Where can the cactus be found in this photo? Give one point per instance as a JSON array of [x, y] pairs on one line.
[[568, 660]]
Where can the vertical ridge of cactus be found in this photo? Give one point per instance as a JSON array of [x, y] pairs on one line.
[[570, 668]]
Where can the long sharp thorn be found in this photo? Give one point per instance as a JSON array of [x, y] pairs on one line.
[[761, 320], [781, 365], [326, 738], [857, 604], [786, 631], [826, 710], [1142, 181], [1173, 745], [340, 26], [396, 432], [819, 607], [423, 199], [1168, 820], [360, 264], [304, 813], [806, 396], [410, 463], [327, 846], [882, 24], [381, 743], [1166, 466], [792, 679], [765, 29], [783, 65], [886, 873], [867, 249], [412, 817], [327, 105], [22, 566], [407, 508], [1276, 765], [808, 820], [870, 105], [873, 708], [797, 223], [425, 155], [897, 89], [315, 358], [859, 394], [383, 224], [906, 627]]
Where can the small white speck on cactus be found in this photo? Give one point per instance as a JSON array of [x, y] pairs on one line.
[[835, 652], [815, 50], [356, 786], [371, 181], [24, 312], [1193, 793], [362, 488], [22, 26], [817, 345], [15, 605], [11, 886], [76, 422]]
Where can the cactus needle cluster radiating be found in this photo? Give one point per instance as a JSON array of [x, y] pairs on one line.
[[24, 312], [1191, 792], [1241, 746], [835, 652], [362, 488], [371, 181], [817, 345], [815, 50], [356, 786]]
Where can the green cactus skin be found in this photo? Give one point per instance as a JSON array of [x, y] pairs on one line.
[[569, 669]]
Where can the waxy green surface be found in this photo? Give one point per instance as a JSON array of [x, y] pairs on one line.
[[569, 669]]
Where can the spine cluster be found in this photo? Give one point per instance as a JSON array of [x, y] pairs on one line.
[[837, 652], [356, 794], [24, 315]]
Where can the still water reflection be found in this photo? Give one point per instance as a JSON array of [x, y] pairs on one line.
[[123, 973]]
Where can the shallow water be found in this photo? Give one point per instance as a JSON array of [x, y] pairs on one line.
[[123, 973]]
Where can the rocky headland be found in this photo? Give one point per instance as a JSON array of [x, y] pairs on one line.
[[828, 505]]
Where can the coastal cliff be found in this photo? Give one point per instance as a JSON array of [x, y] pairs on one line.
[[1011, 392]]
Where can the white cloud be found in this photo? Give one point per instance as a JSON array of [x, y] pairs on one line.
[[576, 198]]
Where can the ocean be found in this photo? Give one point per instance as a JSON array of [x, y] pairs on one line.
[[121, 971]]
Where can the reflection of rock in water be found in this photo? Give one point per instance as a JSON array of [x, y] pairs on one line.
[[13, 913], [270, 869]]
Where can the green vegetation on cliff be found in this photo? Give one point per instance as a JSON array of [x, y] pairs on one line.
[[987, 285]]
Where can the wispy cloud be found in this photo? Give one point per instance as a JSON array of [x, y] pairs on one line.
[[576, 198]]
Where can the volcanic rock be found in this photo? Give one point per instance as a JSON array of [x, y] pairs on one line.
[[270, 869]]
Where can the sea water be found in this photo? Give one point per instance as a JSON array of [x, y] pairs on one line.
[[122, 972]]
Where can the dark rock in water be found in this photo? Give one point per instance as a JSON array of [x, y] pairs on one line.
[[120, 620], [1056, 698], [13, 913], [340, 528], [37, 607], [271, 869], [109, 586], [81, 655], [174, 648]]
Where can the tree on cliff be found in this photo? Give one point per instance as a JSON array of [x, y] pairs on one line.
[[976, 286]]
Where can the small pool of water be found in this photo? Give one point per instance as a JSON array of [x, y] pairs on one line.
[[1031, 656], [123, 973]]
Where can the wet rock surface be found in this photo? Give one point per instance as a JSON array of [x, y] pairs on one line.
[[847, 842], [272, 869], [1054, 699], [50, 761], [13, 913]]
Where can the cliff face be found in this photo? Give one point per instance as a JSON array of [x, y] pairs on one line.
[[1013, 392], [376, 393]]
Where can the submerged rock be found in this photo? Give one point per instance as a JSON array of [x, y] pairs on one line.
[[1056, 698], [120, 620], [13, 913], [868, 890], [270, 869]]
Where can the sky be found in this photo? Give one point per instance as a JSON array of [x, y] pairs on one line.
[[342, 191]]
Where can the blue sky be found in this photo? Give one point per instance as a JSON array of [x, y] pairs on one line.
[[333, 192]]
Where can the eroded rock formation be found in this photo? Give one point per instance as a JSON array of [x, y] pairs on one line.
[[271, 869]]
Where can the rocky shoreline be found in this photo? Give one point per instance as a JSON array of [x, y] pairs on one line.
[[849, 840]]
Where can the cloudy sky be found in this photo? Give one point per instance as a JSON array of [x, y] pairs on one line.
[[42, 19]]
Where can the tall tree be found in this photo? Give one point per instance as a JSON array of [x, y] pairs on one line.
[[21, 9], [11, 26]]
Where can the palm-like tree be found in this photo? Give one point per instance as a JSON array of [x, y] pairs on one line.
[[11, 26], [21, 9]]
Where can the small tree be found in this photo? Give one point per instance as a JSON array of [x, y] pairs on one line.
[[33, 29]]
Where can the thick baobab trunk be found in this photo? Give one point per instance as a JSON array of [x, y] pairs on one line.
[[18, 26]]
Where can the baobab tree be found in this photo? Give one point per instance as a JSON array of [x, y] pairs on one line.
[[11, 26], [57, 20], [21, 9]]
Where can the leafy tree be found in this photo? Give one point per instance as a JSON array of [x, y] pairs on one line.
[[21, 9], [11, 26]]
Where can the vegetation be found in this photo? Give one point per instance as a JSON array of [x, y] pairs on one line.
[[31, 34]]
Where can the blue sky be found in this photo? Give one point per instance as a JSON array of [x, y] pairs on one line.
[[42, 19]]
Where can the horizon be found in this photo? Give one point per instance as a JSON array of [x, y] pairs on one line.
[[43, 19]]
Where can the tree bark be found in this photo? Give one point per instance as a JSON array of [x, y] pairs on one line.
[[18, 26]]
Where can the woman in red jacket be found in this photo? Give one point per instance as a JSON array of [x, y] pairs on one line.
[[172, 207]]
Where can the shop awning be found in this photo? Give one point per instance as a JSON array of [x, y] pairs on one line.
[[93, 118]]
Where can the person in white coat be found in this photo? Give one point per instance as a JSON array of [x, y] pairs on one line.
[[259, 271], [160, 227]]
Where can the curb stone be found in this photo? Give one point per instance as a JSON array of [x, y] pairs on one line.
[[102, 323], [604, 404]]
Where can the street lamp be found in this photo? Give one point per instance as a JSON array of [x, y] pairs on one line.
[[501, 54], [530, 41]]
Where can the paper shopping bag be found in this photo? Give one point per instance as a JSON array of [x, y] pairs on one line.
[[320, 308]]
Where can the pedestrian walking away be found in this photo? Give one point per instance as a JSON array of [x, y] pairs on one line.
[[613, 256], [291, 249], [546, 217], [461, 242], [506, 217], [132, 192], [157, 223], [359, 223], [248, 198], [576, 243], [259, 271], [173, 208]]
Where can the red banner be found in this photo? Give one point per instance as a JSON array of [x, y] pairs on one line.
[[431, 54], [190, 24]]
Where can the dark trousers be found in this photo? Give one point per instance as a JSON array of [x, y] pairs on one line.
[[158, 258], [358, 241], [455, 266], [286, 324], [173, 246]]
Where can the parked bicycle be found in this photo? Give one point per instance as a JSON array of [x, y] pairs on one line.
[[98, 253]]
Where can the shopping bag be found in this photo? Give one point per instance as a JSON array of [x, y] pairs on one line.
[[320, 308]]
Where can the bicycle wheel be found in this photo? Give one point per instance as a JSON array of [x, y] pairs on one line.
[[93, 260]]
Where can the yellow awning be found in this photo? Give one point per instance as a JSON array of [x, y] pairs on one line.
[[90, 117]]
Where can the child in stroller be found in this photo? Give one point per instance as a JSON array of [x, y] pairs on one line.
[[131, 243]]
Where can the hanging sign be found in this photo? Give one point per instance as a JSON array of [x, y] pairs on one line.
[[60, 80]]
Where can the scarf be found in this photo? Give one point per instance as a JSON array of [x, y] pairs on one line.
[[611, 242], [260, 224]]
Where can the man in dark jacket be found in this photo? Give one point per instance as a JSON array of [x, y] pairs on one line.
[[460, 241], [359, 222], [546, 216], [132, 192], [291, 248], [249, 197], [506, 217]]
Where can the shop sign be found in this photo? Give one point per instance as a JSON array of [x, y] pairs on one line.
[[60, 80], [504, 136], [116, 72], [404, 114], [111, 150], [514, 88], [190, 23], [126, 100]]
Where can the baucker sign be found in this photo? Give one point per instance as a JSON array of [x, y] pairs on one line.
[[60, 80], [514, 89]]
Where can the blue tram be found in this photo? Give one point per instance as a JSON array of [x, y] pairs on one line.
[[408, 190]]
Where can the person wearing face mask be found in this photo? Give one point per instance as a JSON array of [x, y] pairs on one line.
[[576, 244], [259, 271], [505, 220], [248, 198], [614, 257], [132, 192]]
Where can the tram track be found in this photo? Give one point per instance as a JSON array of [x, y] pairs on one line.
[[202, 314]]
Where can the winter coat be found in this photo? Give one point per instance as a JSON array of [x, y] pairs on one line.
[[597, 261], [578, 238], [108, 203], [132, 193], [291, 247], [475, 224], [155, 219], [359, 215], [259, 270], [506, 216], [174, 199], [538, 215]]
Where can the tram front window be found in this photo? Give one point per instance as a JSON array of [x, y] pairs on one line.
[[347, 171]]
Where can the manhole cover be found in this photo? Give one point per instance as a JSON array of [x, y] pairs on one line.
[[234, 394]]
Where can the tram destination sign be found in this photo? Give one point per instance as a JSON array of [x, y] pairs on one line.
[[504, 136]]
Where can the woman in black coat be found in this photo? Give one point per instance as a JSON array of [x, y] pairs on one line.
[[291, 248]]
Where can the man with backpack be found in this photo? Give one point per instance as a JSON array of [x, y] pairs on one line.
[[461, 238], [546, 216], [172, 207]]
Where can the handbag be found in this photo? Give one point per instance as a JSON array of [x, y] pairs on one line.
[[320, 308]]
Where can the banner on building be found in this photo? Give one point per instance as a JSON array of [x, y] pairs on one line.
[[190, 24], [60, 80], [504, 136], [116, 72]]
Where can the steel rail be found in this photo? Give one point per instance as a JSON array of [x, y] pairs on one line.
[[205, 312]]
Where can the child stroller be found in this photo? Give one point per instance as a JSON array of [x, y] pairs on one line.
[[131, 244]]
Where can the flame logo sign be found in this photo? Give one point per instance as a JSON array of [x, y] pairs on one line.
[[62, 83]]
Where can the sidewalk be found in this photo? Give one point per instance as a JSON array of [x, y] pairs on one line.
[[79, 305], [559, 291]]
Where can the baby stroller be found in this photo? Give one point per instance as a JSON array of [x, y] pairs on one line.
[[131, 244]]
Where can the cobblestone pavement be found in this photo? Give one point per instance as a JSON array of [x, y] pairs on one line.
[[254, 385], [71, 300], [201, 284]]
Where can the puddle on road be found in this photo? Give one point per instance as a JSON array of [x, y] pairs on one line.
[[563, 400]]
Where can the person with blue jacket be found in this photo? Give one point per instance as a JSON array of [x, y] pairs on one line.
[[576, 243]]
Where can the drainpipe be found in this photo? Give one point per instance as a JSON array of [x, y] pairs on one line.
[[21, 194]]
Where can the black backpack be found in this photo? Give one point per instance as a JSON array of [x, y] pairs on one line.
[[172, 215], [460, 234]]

——————

- TASK PROMPT
Give back the lines above exactly, from the one with "Where can the person with" through the last line.

- ANSWER
Where can the person with blue jacket be found in this photo? Give one point per instance as a JSON array of [x, y] pairs on one line.
[[576, 243]]
Where can the drainpipe be found in this photo? Give one point per instance as a JSON array of [x, y] pairs on one line.
[[21, 194]]
Where can the black backpack be found in this photo? Give one point per instance as a JSON array of [x, y] pairs on one line.
[[172, 215], [460, 234]]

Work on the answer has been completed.